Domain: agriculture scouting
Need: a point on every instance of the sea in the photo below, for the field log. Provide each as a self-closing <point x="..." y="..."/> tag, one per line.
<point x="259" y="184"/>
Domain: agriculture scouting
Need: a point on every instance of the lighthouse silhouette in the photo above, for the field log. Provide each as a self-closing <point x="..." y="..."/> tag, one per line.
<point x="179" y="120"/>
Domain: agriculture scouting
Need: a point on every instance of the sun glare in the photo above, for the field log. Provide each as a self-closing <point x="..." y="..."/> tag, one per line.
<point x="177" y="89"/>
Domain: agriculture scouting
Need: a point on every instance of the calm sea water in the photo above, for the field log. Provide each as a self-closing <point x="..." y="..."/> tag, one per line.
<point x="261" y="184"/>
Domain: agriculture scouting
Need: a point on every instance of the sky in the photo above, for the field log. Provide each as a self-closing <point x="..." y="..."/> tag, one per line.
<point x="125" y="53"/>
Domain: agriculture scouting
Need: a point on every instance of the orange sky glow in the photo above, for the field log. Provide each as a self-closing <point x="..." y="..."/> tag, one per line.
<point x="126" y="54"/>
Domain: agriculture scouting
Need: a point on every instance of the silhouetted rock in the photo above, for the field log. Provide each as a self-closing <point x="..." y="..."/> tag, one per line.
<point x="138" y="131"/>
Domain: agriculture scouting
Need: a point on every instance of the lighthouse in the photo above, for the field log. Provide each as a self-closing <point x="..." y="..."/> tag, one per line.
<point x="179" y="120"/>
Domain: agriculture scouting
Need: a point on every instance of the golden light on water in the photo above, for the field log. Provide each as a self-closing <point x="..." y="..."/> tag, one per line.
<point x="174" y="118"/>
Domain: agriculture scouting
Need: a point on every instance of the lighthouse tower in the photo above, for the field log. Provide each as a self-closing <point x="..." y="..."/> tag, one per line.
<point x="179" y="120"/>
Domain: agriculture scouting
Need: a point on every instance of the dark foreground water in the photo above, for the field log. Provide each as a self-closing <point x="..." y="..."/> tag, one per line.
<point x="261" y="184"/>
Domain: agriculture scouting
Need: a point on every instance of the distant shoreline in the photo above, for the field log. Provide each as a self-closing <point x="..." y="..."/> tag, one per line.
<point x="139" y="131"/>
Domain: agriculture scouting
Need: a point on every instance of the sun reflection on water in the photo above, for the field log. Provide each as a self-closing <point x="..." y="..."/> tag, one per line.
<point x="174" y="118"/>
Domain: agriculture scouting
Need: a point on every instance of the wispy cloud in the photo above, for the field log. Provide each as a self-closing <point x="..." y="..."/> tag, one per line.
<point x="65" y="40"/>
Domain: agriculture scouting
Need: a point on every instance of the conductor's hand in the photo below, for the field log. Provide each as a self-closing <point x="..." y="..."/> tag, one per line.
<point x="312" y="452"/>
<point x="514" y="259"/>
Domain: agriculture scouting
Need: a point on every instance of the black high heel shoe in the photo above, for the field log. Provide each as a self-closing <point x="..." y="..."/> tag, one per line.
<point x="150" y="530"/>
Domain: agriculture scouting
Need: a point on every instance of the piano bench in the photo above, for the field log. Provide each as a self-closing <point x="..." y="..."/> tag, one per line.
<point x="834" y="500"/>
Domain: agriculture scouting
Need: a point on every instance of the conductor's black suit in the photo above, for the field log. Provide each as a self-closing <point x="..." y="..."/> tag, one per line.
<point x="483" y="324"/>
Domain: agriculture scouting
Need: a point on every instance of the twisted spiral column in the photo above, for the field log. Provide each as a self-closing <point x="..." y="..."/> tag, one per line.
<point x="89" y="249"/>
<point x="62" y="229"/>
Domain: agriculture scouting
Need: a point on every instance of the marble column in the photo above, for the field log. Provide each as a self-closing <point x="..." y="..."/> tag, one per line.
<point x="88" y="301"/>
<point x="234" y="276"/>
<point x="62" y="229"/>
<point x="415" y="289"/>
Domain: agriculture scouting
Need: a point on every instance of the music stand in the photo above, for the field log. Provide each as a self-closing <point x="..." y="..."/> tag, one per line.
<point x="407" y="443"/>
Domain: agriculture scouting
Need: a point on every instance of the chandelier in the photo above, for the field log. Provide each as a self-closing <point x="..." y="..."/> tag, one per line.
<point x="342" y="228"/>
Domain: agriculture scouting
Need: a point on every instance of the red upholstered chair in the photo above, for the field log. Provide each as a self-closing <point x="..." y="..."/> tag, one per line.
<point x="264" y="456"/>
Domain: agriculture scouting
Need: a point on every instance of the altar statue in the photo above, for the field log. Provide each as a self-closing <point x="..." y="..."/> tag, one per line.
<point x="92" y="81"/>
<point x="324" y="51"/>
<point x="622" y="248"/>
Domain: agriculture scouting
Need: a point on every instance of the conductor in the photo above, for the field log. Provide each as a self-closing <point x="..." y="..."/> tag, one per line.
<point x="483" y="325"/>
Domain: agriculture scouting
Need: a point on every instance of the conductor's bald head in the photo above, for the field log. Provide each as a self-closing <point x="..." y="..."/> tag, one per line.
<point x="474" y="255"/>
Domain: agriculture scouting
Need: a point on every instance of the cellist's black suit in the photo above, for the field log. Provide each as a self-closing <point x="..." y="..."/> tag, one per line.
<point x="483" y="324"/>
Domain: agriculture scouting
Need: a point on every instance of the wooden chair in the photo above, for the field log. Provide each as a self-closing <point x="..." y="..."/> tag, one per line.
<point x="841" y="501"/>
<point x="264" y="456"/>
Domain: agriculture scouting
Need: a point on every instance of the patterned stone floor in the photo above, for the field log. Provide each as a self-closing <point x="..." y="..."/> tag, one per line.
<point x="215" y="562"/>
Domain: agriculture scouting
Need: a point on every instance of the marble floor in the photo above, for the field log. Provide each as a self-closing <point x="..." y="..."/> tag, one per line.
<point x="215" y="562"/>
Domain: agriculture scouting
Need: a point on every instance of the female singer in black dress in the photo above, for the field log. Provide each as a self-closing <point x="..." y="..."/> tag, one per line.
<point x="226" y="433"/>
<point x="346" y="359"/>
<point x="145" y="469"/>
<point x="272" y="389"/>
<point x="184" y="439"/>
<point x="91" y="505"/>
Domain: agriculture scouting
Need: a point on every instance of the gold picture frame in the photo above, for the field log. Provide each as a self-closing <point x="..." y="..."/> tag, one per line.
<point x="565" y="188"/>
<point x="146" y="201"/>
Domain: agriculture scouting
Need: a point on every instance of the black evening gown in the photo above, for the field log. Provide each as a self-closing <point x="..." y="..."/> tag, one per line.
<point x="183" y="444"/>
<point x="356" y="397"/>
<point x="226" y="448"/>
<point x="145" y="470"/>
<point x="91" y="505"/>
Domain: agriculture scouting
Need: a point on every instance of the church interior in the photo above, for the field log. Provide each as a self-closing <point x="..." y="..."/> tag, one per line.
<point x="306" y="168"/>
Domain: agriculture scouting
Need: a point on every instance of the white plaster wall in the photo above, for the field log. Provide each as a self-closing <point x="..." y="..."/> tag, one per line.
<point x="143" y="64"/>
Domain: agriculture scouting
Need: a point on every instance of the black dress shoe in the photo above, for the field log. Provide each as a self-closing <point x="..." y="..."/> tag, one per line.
──────
Repeat the data above, word for word.

Domain: agriculture scouting
Need: a point on every instance of the sea in the photo below, for the field log. Provide each as a self-closing <point x="..." y="..."/> tag, one per line.
<point x="259" y="184"/>
Domain: agriculture scouting
Need: a point on every instance of the lighthouse silhouette in the photo above, for the field log. Provide each as a self-closing <point x="..." y="..."/> tag, one per line.
<point x="179" y="120"/>
Domain: agriculture scouting
Need: a point on every instance of the sun glare in the photo above, for the field log. Provide each as a self-closing <point x="..." y="..."/> tag, one per line.
<point x="177" y="89"/>
Domain: agriculture scouting
Need: a point on every instance of the calm sea water in the photo above, for the field log. Provide each as a self-closing <point x="..." y="..."/> tag, one per line.
<point x="261" y="184"/>
Domain: agriculture scouting
Need: a point on every instance of the sky in the photo above, for the field log. Provide each as a self-closing <point x="..." y="..."/> tag, one per line.
<point x="125" y="53"/>
Domain: agriculture scouting
Need: a point on every instance of the orange sky glow in the photo above, for the field log. Provide each as a self-closing <point x="..." y="..."/> tag, one per line.
<point x="126" y="54"/>
Domain: agriculture scouting
Need: a point on every instance of the silhouetted rock in the photo above, for the field log. Provide each as a self-closing <point x="..." y="..."/> tag, one per line.
<point x="138" y="131"/>
Domain: agriculture scouting
Need: a point on every instance of the lighthouse in the photo above, for the field log. Provide each as a self-closing <point x="..." y="..."/> tag, one per line.
<point x="179" y="120"/>
Domain: agriculture scouting
Need: a point on every instance of the golden light on water in the photo above, for the field log. Provide each as a self-closing <point x="..." y="..."/> tag, one per line.
<point x="174" y="118"/>
Domain: agriculture scouting
Need: a point on every instance of the lighthouse tower in the photo above, for the field log. Provide each as a self-closing <point x="..." y="..."/> tag, one per line.
<point x="179" y="120"/>
Domain: agriculture scouting
Need: a point on every instance of the dark foreground water in the photo above, for the field log. Provide each as a self-closing <point x="..." y="..."/> tag, one per line.
<point x="261" y="184"/>
Domain: agriculture scouting
Need: a point on every instance of the distant shoreline in the photo above, for the field log. Provide each as a self-closing <point x="..." y="..."/> tag, one per line.
<point x="139" y="131"/>
Domain: agriculture scouting
Need: a point on every instance of the sun reflection on water in the photo above, for the field log. Provide each as a self-closing <point x="..." y="..."/> tag, one per line.
<point x="174" y="118"/>
Domain: agriculture scouting
Need: a point on every instance of the wispy cloud in the photo above, for the field log. Provide each as a self-closing <point x="..." y="..."/> tag, one per line.
<point x="65" y="40"/>
Domain: agriculture scouting
Need: a point on every instance of the conductor's hand in the photo below, for the field log. Provide each as a self-closing <point x="..." y="..."/> tag, one per line.
<point x="312" y="452"/>
<point x="514" y="259"/>
Domain: agriculture scouting
Need: a point on every instance of the black high heel shoe in the photo above, for the field log. Provide each as a self-closing <point x="..." y="..."/> tag, one per line.
<point x="150" y="530"/>
Domain: agriculture scouting
Need: a point on every instance of the piano bench in the photo above, for the field log. Provide each as a self-closing <point x="..." y="..."/> tag, one per line.
<point x="834" y="500"/>
Domain: agriculture scouting
Need: a point on every instance of the conductor's black suit in the photo above, for the field log. Provide each as a self-closing <point x="..." y="..."/> tag, one per line.
<point x="483" y="324"/>
Domain: agriculture scouting
Need: a point on every instance of the twisted spiral column in the photo above, for the field log. Provide each as a self-closing <point x="..." y="..."/> tag, one per line.
<point x="89" y="249"/>
<point x="62" y="229"/>
Domain: agriculture scouting
Need: a point on every instance of the marble column in the photo above, for the field log. Provide each as a self-closing <point x="..." y="..."/> tag, one per line.
<point x="88" y="301"/>
<point x="234" y="276"/>
<point x="62" y="229"/>
<point x="415" y="289"/>
Domain: agriculture scouting
Need: a point on every instance of the music stand in the photo above, for the field log. Provide each as a self-closing <point x="..." y="..."/> tag, one per line.
<point x="407" y="443"/>
Domain: agriculture scouting
Need: a point on every instance of the chandelier in the photo above, for the field log. Provide each as a self-closing <point x="..." y="..."/> tag, one per line.
<point x="342" y="228"/>
Domain: agriculture scouting
Need: a point on every instance of the red upholstered chair in the photo above, for the field log. Provide each as a self-closing <point x="..." y="..."/> tag, one per line.
<point x="264" y="456"/>
Domain: agriculture scouting
Need: a point on every instance of the altar statue in the photo above, for the field log. Provide each as a self-closing <point x="..." y="..."/> tag, one per line.
<point x="92" y="81"/>
<point x="324" y="51"/>
<point x="622" y="248"/>
Domain: agriculture scouting
Need: a point on every instance of the conductor in the photo above, for the field log. Provide each as a self-closing <point x="..." y="..."/> tag, one per line.
<point x="483" y="325"/>
Domain: agriculture scouting
Need: a point on every instance of the conductor's bald head in the photo above, for the field log. Provide each as a self-closing <point x="..." y="..."/> tag, one per line.
<point x="474" y="255"/>
Domain: agriculture scouting
Need: a point on every instance of the cellist's black suit in the photo above, for the field log. Provide each as a self-closing <point x="..." y="..."/> tag, one per line.
<point x="483" y="324"/>
Domain: agriculture scouting
Need: a point on every instance of the wooden chair in the photo above, for the field log. Provide each as a self-closing <point x="..." y="..."/> tag, one per line.
<point x="841" y="501"/>
<point x="264" y="456"/>
Domain: agriculture scouting
Need: a point on every instance of the patterned stone floor in the photo above, for the field log. Provide each as a self-closing <point x="..." y="..."/> tag, one per line.
<point x="215" y="562"/>
Domain: agriculture scouting
Need: a point on every instance of the marble floor in the photo above, for the field log. Provide each as a self-closing <point x="..." y="..."/> tag, one per line.
<point x="215" y="562"/>
Domain: agriculture scouting
Need: a point on every instance of the female singer in black dress in the photo above, for the field log. Provide each as a self-closing <point x="..." y="..."/> tag, one per line.
<point x="226" y="433"/>
<point x="346" y="359"/>
<point x="145" y="469"/>
<point x="272" y="389"/>
<point x="184" y="439"/>
<point x="91" y="505"/>
Domain: agriculture scouting
Need: a point on every instance of the gold picture frame in the photo above, for the field log. Provide each as a self-closing <point x="..." y="..."/> tag, one per line.
<point x="565" y="188"/>
<point x="146" y="201"/>
Domain: agriculture scouting
Need: a point on every instance of the black evening gown in the photo above, for the field log. Provide each as a self-closing <point x="..." y="..."/> tag, one per line.
<point x="183" y="444"/>
<point x="356" y="397"/>
<point x="226" y="448"/>
<point x="145" y="470"/>
<point x="91" y="505"/>
Domain: agriculture scouting
Need: a point on every instance of the church interior in the photo above, for the field log. Provide each as a self-closing <point x="..." y="..."/> tag, one per line.
<point x="306" y="168"/>
Domain: agriculture scouting
Need: a point on every instance of the white plaster wall in the photo above, for the field log. Provide each as a self-closing <point x="..." y="..."/> tag, one per line.
<point x="143" y="64"/>
Domain: agriculture scouting
Need: a point on every instance of the black dress shoe in the photo above, for the field log. Provide each as a self-closing <point x="..." y="..."/> tag, one per line.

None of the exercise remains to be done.